**TASK TO COMPLETE:** Rewrite the data below from the line with "Mark the short" up to and including the last line, keeping the requests unchanged. Shift each coordinate in the answers by adding -33 to it.

-*-*-

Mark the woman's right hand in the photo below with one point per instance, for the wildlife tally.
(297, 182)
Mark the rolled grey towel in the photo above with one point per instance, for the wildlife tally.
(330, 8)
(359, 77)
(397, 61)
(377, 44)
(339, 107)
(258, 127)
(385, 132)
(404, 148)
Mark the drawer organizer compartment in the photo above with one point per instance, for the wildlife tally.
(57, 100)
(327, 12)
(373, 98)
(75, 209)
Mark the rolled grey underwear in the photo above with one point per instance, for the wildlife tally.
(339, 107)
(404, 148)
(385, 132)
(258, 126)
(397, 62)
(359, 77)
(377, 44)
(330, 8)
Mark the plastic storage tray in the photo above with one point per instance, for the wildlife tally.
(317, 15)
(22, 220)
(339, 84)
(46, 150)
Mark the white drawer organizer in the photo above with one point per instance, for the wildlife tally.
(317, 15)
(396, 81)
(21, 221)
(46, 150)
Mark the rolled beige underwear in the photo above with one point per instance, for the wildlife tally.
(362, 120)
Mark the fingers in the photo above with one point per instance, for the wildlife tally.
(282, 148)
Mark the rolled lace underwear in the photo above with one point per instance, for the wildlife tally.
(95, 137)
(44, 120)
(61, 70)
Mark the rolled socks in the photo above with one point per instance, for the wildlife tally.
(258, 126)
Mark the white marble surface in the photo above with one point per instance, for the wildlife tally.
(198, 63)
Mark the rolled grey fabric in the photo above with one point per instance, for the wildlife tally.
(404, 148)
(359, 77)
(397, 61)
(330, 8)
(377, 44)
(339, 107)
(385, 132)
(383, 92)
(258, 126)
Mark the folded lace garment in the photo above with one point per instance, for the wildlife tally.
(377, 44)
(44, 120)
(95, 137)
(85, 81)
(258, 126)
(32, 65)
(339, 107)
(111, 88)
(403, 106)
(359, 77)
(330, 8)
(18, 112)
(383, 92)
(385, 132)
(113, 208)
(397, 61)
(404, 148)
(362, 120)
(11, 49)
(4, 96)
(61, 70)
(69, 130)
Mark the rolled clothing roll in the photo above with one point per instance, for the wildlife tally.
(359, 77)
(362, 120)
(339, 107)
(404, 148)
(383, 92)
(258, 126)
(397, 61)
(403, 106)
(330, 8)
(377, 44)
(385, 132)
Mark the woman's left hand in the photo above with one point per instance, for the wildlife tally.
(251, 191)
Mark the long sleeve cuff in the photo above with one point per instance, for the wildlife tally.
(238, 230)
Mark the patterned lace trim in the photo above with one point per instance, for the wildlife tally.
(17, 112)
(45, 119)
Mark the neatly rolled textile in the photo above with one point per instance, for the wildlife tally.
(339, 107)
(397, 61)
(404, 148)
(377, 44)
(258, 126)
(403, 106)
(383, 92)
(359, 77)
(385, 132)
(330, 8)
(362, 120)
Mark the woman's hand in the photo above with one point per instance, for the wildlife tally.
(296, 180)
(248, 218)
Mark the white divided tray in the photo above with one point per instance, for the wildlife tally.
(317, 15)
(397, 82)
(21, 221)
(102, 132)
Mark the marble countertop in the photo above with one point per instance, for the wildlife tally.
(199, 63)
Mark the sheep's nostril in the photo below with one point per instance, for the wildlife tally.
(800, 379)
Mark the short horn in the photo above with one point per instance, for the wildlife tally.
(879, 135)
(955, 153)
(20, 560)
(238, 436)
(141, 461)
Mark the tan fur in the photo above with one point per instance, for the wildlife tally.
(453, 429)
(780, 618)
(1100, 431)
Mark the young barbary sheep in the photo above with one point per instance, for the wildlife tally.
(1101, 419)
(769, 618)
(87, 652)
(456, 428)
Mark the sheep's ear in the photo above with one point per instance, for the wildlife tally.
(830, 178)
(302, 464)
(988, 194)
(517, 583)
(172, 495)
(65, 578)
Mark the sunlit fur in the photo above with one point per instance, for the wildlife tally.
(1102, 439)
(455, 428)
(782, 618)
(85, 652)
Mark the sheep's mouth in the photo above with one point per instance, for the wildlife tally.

-*-*-

**SOLUTION BELOW:**
Mark the short horn in the photo above with one point per instance, for the wildlife tally.
(846, 102)
(922, 120)
(-13, 527)
(205, 403)
(108, 428)
Mark the tan fur in the photo above with one point per instance, for the wildlife tally.
(420, 396)
(747, 585)
(1067, 398)
Mark the young barbary sheep in the photo above with one point per instance, for the wildlife tally.
(1068, 386)
(736, 585)
(54, 619)
(423, 395)
Mark the sheep's ear in the photo above with one point per instance, for the wildlife tally.
(797, 145)
(269, 431)
(955, 161)
(484, 550)
(139, 462)
(32, 545)
Mark the sunlit fur in the photo above with one point per instance, for the wildlife tally.
(1069, 406)
(422, 395)
(749, 585)
(52, 619)
Mark the sheep's mouth in the photo above with one point per instance, for the wildlife tally.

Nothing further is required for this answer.